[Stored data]
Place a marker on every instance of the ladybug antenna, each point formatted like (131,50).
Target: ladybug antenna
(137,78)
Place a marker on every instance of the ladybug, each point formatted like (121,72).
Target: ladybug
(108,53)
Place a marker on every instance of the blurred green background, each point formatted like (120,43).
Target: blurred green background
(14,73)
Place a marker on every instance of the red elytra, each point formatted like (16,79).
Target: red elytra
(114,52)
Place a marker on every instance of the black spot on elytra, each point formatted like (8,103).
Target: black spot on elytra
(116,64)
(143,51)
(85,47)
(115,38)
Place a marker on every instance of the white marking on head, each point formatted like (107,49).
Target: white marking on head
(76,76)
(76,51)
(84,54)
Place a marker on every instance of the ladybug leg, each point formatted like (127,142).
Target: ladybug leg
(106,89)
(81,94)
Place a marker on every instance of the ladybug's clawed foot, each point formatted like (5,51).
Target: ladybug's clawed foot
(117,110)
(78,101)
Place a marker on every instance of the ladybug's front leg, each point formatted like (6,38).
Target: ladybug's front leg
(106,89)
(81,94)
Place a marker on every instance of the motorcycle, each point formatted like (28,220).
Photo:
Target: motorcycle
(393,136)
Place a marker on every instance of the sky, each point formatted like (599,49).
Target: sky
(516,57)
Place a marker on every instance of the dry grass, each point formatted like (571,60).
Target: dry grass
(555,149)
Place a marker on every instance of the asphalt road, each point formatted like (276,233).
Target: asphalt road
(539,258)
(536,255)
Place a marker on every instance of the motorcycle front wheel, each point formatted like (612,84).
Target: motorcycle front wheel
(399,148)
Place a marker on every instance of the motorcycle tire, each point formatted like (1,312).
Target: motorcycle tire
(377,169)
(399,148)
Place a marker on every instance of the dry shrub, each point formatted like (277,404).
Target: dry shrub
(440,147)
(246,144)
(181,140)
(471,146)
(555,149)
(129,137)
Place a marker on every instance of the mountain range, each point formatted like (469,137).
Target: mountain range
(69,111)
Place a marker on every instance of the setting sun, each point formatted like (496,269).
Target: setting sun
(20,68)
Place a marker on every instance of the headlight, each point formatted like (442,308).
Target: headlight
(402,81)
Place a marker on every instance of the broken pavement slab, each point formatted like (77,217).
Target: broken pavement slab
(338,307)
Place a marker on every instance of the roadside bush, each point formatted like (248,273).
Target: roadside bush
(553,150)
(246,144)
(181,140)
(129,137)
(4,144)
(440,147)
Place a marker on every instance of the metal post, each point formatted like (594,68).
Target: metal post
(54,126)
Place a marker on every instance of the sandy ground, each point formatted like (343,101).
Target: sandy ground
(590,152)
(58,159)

Aim
Render all of the material above as a numbered list, leaving out any blank lines.

Exercise result
1. Place a marker on every instance of the ladybug antenna, each point formatted like (131,50).
2. Target: ladybug antenna
3. (137,78)
4. Place a marker on every instance of the ladybug, each point formatted like (121,72).
5. Target: ladybug
6. (108,53)
7. Place a marker on every instance of the blurred green background, each point formatted like (120,43).
8. Target: blurred green background
9. (14,73)
10. Place a marker on every instance of the red elytra, each point formatted like (16,79).
11. Target: red elytra
12. (114,52)
13. Place a marker on every instance of the black spot on elytra, each point formatted like (8,103).
14. Target: black spot on elytra
15. (116,64)
16. (143,51)
17. (85,47)
18. (115,38)
19. Place a marker on every instance of the white marking on head, each point formatted like (107,49).
20. Target: white marking on head
21. (76,76)
22. (76,51)
23. (84,54)
24. Place a marker on every instance of the ladybug leg, each point formatted like (127,142).
25. Target: ladybug leg
26. (106,89)
27. (81,94)
28. Place a marker on every instance of the ladybug's clawed foot, each point formatted like (5,51).
29. Target: ladybug's clawed foot
30. (117,110)
31. (78,101)
32. Place a marker on every instance of the ladybug's front leg, each point formatted like (6,38).
33. Target: ladybug's front leg
34. (106,89)
35. (81,94)
36. Place a marker on every instance of the motorcycle, each point formatted like (28,220).
37. Photo:
38. Target: motorcycle
39. (393,136)
40. Place a marker on every instance of the sky, each point formatted like (599,49).
41. Target: sky
42. (516,57)
43. Place a marker on every instance of the dry grass, each point formatted like (571,60).
44. Target: dry grass
45. (555,149)
46. Place a marker on every instance of the asphalt road, each point formatted like (276,233).
47. Target: asphalt road
48. (539,258)
49. (536,255)
50. Place a marker on every instance of the motorcycle front wheel, each point formatted like (612,84).
51. Target: motorcycle front wheel
52. (399,148)
53. Place a marker on every instance of the motorcycle tire, each point formatted like (1,312).
54. Target: motorcycle tire
55. (377,169)
56. (399,148)
57. Place a marker on every instance of the dry shrub, each point formatted like (277,404).
58. Target: dry shrub
59. (440,147)
60. (246,144)
61. (181,140)
62. (471,146)
63. (555,149)
64. (129,137)
65. Place a marker on every instance of the mountain range, each point formatted like (469,137).
66. Target: mountain range
67. (69,111)
68. Place a marker on every instance of the setting sun, each point formatted like (496,269).
69. Target: setting sun
70. (20,68)
71. Place a marker on every instance of the headlight, each point formatted like (442,308).
72. Target: headlight
73. (402,81)
74. Place a marker on every instance of the broken pavement slab, each point formatted like (77,217).
75. Target: broken pavement slab
76. (338,307)
77. Place a marker on every instance of the roadside bush, each point formatted like (248,273).
78. Target: roadside bush
79. (553,150)
80. (246,144)
81. (181,140)
82. (129,137)
83. (4,144)
84. (440,147)
85. Place a marker on every instance of the metal post, each point formatted like (594,68).
86. Target: metal post
87. (54,126)
88. Place a marker on every instance of the sandy ground, each point formatted like (343,101).
89. Target: sandy ground
90. (590,152)
91. (58,159)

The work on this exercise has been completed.